» What the exercise asks: Repeat the entries that follow verbatim, without any of their pictures.

### Data provided

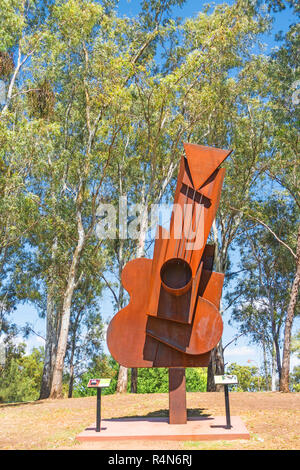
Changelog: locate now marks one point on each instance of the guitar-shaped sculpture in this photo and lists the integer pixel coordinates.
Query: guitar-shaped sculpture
(173, 317)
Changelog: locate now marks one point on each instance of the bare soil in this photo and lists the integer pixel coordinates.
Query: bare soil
(272, 419)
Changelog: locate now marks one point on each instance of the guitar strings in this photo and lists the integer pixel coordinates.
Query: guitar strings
(191, 220)
(177, 244)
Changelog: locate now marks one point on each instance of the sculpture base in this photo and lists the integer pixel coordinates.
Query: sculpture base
(196, 429)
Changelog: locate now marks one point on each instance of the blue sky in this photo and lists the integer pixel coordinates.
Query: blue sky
(241, 351)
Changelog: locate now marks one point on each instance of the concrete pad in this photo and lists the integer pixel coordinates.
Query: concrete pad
(196, 429)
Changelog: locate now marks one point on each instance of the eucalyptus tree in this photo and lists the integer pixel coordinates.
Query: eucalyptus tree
(260, 293)
(285, 168)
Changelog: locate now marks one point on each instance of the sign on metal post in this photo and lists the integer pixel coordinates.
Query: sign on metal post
(226, 380)
(98, 384)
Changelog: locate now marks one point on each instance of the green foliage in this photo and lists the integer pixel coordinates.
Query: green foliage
(20, 379)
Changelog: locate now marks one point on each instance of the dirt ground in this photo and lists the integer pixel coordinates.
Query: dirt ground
(272, 419)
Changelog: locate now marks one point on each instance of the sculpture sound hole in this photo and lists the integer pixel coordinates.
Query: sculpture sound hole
(176, 276)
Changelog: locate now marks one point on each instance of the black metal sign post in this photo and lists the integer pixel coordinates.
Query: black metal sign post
(227, 408)
(98, 415)
(226, 380)
(98, 384)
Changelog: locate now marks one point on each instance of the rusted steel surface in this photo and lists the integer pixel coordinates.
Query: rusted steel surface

######

» Solution to this problem:
Changelog: locate now marks one point on each instance of the guitar-shaped sculpture in this photo and lists the integer pixel coordinates.
Query: guitar-shaped sculpture
(173, 317)
Changelog: locate now marks one point on each instance of the bare soil in this photo and lists the integer pixel coordinates.
Query: bare soil
(272, 419)
Changelog: locate now marks one point on each instance of the guitar strings in this photo and lists the integer pixel coordinates.
Query: guitar strings
(191, 220)
(177, 244)
Changelog: locate now marks one point on each instance of the sculpture base in this photo and lists the integer pixel coordinates.
Query: sculpture base
(196, 429)
Changelog: locate now marks one point on each instance of the blue sky in this photo and lists the integer pixel coordinates.
Query: blue sky
(241, 351)
Changelog: locate now marks one point on each instance of the concrete pad in this photo and lists the integer pixel coordinates.
Query: concrete pad
(196, 429)
Changelog: locate now marks one point on each instance of the eucalyptus tree in this photo and lists the integer pixel coordinates.
Query: eucalyptus tree
(260, 293)
(285, 168)
Changelog: locate now marks one point on each instance of the sign on metal post in this photo and lists the integer pixel coordinates.
Query: sign on metal post
(226, 380)
(98, 384)
Changelog: locate now marks one point on each instance of the green foliage in this photo and lists the integer pixel coordinates.
Query: green foliage
(20, 379)
Changelog: locate now marks one point on each instance of the dirt ground in this photo and lists the integer pixel coordinates.
Query: dirt ground
(272, 419)
Changelog: locate now marks one point on each instance of the sculpture sound hole in this photo and lists the integer pixel coordinates.
Query: sculpture sound hole
(176, 276)
Changelog: locate now marks one point on each instance of the black metal sign post in this photo and lists the integer pixel coordinates.
Query: black metal sign post
(227, 408)
(98, 415)
(226, 380)
(98, 384)
Changelog: locate now marks one point on each instance of the rusted steel surface in this photo and lists the integer pixel coordinates.
Query: rusted steel surface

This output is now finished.